• DIRECTIONS
Rewrite the entries from the line with "Mark the car taillight." up to and including the line with "622,15,633,92", requests and all. Shift each box coordinate in the answers up by 132, and leave the request lines unchanged.

## START MATERIAL SHOWN

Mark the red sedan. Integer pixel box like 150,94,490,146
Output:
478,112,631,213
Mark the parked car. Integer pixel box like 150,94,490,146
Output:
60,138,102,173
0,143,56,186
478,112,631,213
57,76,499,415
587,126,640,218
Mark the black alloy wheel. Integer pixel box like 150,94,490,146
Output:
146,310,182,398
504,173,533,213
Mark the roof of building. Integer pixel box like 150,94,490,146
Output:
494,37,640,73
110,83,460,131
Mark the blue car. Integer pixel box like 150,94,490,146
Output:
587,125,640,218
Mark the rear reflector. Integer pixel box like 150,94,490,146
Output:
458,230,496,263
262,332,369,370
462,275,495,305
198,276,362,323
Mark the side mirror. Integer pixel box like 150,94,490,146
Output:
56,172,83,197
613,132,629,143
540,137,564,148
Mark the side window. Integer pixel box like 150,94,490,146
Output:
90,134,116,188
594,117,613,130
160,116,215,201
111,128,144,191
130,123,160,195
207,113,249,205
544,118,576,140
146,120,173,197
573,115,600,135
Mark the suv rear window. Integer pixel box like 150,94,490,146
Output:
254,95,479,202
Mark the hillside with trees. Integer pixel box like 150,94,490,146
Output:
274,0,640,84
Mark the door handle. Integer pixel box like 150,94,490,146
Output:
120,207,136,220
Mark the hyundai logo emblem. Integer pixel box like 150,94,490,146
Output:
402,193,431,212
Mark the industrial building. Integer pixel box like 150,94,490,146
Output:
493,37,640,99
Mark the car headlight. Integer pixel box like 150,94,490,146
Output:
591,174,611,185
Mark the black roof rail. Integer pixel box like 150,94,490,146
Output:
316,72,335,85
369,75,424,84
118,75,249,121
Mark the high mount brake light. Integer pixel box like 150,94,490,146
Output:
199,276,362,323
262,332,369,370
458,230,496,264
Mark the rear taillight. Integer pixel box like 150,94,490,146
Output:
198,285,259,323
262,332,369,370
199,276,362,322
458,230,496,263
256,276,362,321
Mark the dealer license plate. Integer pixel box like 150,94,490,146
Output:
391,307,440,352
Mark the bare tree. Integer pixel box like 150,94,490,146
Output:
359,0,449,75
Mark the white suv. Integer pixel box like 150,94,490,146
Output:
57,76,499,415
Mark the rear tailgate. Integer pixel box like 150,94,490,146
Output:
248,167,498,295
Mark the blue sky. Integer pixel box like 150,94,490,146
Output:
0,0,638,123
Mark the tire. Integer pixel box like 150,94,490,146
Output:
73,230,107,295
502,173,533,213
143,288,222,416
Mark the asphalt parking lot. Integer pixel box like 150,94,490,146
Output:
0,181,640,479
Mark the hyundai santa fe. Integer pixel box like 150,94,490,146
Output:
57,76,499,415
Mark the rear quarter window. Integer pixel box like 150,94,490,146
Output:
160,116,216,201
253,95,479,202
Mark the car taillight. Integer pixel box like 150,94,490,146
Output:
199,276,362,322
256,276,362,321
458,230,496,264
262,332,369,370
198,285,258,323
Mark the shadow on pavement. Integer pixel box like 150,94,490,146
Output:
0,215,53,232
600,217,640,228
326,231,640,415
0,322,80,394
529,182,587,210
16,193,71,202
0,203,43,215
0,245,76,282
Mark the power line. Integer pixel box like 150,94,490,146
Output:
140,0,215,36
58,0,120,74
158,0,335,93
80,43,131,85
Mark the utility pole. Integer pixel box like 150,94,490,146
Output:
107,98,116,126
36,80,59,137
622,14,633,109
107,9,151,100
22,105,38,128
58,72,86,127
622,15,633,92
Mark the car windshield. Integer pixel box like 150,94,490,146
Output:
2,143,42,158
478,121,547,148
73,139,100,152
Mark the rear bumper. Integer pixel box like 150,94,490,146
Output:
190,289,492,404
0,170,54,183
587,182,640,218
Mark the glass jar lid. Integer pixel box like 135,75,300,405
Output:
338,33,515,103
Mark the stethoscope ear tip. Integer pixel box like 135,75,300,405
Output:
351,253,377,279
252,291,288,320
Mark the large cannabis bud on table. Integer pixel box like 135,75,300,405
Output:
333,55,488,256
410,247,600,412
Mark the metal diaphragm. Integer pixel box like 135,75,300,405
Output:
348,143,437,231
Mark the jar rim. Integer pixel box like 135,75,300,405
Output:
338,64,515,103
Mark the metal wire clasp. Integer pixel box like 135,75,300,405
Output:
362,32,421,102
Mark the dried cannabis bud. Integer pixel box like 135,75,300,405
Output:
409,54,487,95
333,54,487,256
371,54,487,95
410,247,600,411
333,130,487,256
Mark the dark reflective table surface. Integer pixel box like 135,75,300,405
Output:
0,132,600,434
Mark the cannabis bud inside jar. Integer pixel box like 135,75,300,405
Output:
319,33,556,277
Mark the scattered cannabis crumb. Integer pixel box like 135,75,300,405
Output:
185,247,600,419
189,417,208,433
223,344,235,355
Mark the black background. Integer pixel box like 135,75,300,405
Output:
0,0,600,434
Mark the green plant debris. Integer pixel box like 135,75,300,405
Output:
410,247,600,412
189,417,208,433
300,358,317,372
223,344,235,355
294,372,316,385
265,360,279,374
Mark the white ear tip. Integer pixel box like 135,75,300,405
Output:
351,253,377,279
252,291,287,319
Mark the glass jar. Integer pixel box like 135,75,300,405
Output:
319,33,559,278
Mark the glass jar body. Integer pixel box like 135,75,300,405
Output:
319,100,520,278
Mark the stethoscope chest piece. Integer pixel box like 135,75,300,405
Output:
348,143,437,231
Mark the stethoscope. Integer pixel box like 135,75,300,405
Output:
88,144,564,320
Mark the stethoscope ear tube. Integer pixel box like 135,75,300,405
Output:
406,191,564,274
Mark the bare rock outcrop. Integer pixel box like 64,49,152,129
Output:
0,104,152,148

## END MATERIAL SHOWN

• SOLUTION TO THIS PROBLEM
Mark the car taillight. Integer pixel box like 150,94,490,146
Output:
331,408,494,454
388,408,494,453
590,362,628,396
394,464,501,502
330,417,390,455
Mark the shadow on pavement. Integer pixel box like 150,94,490,146
Output:
132,347,185,364
732,349,772,360
458,363,772,547
132,454,212,526
661,314,719,342
148,325,203,334
132,335,175,347
132,377,208,414
Mark the power line. Integer pixel box like 150,94,490,146
Output:
272,132,347,168
190,132,252,206
290,132,467,225
212,175,263,217
Mark the utility pole. Integer pixel box like 150,94,490,146
Output:
239,230,248,258
168,212,191,269
754,146,765,241
239,141,283,232
154,237,170,260
190,204,218,259
754,147,765,224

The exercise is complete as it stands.